Entries provided:

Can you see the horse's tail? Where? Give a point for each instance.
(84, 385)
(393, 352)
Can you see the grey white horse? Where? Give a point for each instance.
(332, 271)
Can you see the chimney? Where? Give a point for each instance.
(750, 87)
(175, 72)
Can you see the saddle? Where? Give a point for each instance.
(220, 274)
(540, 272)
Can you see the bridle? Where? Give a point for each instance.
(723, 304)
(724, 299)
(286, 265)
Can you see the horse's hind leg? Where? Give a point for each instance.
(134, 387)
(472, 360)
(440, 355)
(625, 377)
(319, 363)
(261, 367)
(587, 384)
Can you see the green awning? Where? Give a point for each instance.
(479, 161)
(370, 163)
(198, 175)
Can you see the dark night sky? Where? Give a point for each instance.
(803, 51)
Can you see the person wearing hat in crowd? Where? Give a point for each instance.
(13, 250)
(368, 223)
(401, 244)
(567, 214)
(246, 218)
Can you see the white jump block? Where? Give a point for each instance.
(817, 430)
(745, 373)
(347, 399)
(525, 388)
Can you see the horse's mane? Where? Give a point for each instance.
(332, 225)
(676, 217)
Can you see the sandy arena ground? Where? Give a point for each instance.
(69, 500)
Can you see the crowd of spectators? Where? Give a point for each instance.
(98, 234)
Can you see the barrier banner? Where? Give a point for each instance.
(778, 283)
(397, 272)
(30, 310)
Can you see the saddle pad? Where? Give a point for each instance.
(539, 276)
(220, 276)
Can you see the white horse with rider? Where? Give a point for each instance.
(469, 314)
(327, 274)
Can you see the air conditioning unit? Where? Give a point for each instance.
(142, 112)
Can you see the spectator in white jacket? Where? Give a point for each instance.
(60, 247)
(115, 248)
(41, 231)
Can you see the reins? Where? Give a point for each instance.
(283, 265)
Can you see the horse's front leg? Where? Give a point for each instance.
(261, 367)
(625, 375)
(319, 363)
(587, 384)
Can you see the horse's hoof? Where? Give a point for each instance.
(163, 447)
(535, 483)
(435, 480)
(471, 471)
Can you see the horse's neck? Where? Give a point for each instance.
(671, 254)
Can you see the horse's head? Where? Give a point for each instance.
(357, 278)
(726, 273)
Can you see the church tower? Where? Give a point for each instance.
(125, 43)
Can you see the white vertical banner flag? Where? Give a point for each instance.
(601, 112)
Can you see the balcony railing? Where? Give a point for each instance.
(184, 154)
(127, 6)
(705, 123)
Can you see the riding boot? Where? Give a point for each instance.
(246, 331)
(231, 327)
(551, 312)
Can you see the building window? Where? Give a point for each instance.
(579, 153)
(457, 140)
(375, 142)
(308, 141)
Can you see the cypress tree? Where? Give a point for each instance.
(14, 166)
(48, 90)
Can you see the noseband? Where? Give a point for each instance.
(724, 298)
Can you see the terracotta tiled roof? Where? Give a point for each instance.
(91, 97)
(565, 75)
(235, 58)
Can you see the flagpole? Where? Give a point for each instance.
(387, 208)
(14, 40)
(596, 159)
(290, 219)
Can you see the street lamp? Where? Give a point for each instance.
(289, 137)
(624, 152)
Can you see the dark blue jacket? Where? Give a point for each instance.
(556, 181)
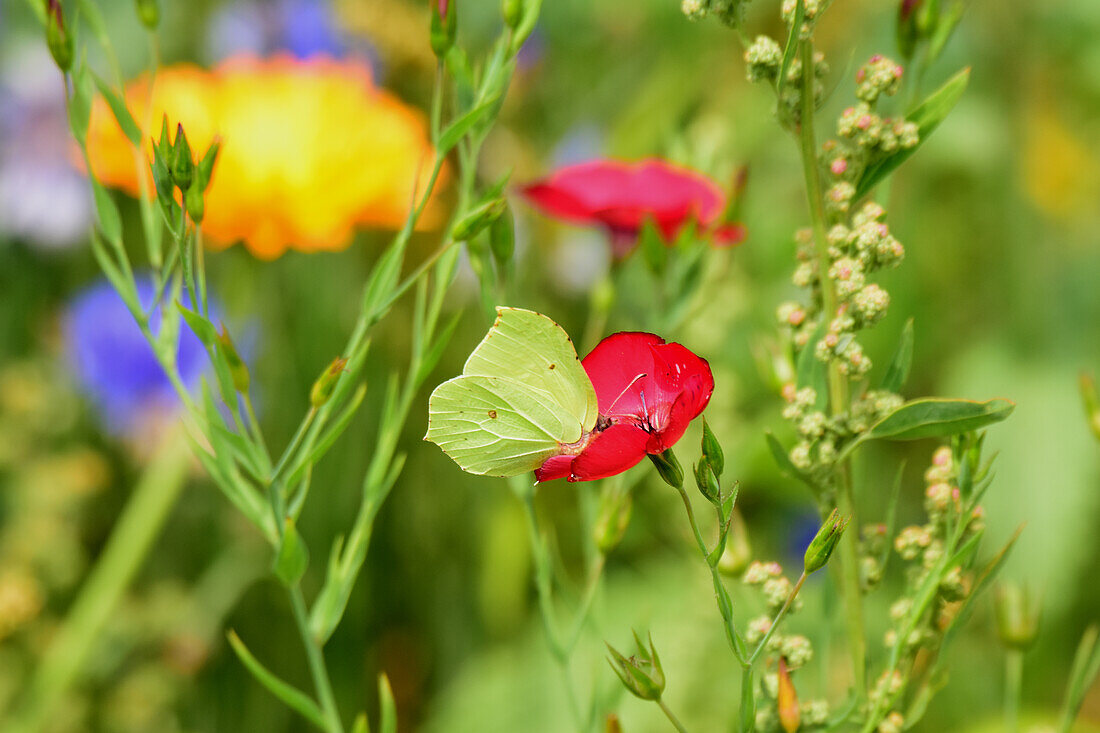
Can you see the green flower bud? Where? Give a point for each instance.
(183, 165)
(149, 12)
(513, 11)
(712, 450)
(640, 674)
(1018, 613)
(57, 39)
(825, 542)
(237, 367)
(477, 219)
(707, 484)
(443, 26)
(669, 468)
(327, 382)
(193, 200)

--

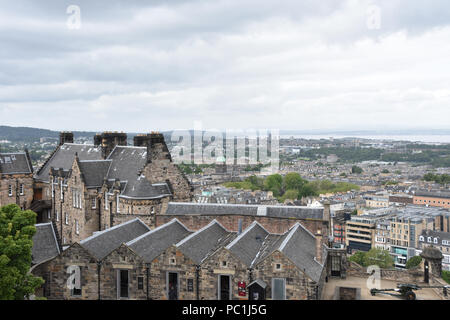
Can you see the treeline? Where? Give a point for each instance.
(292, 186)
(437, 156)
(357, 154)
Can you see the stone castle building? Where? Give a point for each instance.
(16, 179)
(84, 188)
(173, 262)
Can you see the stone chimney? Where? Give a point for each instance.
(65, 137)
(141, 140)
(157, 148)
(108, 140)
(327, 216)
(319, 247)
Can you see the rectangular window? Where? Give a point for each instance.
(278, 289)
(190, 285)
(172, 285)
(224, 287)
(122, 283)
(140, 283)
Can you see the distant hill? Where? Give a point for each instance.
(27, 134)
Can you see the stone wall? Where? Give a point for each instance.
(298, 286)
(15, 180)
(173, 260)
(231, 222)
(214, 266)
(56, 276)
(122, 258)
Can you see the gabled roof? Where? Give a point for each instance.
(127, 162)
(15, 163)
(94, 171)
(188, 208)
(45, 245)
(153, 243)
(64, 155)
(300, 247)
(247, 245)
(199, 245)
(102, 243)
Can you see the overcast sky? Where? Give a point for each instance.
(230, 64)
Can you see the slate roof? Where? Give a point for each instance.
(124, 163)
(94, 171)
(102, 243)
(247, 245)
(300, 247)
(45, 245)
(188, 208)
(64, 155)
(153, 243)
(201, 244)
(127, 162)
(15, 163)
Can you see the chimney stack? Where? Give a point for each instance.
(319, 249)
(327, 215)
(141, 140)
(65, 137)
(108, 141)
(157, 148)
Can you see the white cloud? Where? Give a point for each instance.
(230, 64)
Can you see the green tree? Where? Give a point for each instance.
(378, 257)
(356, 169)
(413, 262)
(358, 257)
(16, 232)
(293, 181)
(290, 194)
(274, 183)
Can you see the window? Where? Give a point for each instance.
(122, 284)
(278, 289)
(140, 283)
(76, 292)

Task statement:
Pick out every line in the items above that contains the word "green", and copy each one.

Complete output:
Can you see the green awning? Where? Give a point for each instance.
Can you see the green flower bud? Where? Give a point for each instance.
Can you see the green tree? Where? Give a point for each instance.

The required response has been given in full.